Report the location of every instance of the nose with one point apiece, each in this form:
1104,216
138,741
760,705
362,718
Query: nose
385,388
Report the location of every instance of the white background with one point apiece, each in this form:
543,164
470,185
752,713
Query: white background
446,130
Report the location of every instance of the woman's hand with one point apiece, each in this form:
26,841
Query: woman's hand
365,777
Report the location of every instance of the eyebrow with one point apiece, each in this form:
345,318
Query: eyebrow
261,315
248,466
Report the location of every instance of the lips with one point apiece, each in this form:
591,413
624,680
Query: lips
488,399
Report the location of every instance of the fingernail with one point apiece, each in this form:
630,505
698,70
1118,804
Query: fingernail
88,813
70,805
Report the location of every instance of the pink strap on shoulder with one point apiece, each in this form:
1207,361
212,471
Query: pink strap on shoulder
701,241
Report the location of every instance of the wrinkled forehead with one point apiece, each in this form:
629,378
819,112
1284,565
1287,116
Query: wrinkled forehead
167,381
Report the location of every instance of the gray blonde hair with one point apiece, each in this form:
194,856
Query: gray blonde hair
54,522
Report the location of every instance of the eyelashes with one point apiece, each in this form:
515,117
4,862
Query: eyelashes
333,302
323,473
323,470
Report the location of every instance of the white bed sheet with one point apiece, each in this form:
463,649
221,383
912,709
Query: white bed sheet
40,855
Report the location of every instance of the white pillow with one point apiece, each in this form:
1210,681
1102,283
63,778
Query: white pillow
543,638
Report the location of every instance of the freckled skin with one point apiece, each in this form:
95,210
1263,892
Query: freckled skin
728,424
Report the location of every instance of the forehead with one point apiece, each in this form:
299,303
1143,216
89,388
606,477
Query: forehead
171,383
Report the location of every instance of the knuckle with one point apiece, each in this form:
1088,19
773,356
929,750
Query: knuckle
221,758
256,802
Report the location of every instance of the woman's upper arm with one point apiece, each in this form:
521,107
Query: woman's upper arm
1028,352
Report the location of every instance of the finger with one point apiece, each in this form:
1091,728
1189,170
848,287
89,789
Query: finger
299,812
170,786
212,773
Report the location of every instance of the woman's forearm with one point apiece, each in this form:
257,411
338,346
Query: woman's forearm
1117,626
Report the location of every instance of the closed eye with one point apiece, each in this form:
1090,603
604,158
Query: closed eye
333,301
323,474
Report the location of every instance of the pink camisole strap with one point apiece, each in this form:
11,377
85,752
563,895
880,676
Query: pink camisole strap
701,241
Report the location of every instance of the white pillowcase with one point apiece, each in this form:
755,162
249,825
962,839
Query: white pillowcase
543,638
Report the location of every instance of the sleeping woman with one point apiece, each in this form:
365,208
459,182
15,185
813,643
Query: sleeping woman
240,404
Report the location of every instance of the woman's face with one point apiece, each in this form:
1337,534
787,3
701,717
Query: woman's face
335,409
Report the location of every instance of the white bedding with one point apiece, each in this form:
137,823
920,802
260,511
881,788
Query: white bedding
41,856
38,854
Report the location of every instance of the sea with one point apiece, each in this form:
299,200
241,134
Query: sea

**********

Exactly as written above, please repeat the entries.

ANSWER
Report the location of every instance of the nose with one point apiece, each in this form:
1104,216
138,741
760,705
362,718
Query: nose
385,388
Report the location of every instance of the white background with one point apiece, each in this form:
543,164
470,185
752,713
Query: white background
446,130
Report the location of every instance of the woman's hand with one point apiece, each in this form:
26,841
Query: woman's hand
365,777
Report the location of every instance of the eyebrow with one point apiece, each in this form:
345,318
Query: eyebrow
261,315
248,466
Report the location of every instance of the lips with one point apiece, each in this form:
591,413
624,680
Query: lips
488,399
Report the location of every instance of the fingernail with one point apiece, each in this form:
630,505
698,70
1118,804
Query: fingernail
88,813
70,805
Report the location of every instance of the pink strap on shoulder with one point apiece, each in this form:
1207,361
212,471
Query: pink strap on shoulder
701,241
Report the location of every instance of the wrinkled forehead with one point apiece, each in this form:
629,378
819,112
1284,565
1287,116
Query: wrinkled forehead
167,381
Report the location of every instance of the gray blonde hair with one point apiece, each in this form:
194,856
Query: gray blonde hair
54,522
Report the location of every instance of the eyelashes with one point apiece, each in this form:
515,117
4,862
Query: eyelashes
333,302
323,473
323,470
Report the location of every instance of the white bed sheet with one point apiece, each in this form:
463,649
221,383
912,709
Query: white bed sheet
40,855
Report the location of every instance of the white pillow with one point apiece, each in this form:
1210,681
1102,283
63,778
Query: white pillow
543,638
Report the location of every instance of the freckled skin with one point apiece, each in this form:
95,210
1263,892
Query: freckled skin
728,424
Report the location of every instance of the forehead with one point apiece, each in this form:
299,303
1143,216
89,388
606,477
Query: forehead
171,383
Report the location of every instance of the knuckle with one point apiece, each in this form:
1088,19
773,356
929,750
Query: knuckle
221,758
256,802
Report the location of every instance of the woman's upper arm with one point apiece, each in this form:
521,107
Query: woman's upper arm
1028,352
Report the location of every instance of the finger with one point apiece, each in this form:
1091,728
1189,170
848,287
89,789
Query: finger
299,812
170,786
212,773
Report the location of every instance of the woman's forearm with one point apiece, each in this form:
257,411
338,346
Query: woman's forearm
1117,626
Report the location of every instance of the closed eye with one point apiece, each in this form:
1090,603
604,158
Query: closed eye
333,301
323,474
Report the location of every instance of the pink camisole strap with one point apiece, each in this form:
11,377
85,752
563,895
880,676
Query: pink camisole strap
701,241
Report the location of every instance of the white pillowcase with one point apiece, each in this form:
755,162
249,825
962,839
Query: white pillowcase
543,638
Report the location of every instance of the sleeping woman with one point apiece, each in this form:
365,208
459,182
15,185
813,643
Query: sleeping woman
240,404
Report the location of every instance of the woman's face with one point apiece, each in this form:
1337,534
787,3
701,717
Query: woman's face
335,409
Report the location of every instance of the white bedding with one point apiece, each in this form:
137,823
920,802
260,511
881,788
Query: white bedding
41,856
38,854
Report the location of every instance of the sea with one point apiece, each in this form:
299,200
241,134
Query: sea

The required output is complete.